Requirement:
Copy out the stretch of the material from its first line through the line containing "[[[245,253],[276,252],[276,0],[246,1],[244,14]]]", including both ends and changing nothing. Give only those lines.

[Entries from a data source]
---

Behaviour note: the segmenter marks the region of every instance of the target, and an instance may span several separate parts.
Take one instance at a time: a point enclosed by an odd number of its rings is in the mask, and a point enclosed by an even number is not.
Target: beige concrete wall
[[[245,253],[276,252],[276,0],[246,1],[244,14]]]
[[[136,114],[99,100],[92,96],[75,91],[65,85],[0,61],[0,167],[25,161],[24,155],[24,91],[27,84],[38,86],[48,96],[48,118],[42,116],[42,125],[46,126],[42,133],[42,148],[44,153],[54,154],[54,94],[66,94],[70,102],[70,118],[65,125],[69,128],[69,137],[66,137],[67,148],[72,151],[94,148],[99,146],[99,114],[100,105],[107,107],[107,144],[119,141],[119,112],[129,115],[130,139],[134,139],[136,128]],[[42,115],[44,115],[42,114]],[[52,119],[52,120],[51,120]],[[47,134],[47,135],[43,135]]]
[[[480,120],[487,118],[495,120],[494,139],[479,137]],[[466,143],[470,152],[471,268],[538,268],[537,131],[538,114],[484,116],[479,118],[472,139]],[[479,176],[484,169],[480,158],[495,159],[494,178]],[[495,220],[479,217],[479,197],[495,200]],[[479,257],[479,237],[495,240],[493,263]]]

---

Output of the exercise:
Behaviour note: the segmenter marks the region of every instance of the target, and an instance may span several separate parts.
Take one instance at a time: a point enclosed by an odd number of its rings is in the mask, and a point enclosed by an even number is not.
Target: beige concrete wall
[[[245,253],[276,252],[276,0],[246,1],[244,14]]]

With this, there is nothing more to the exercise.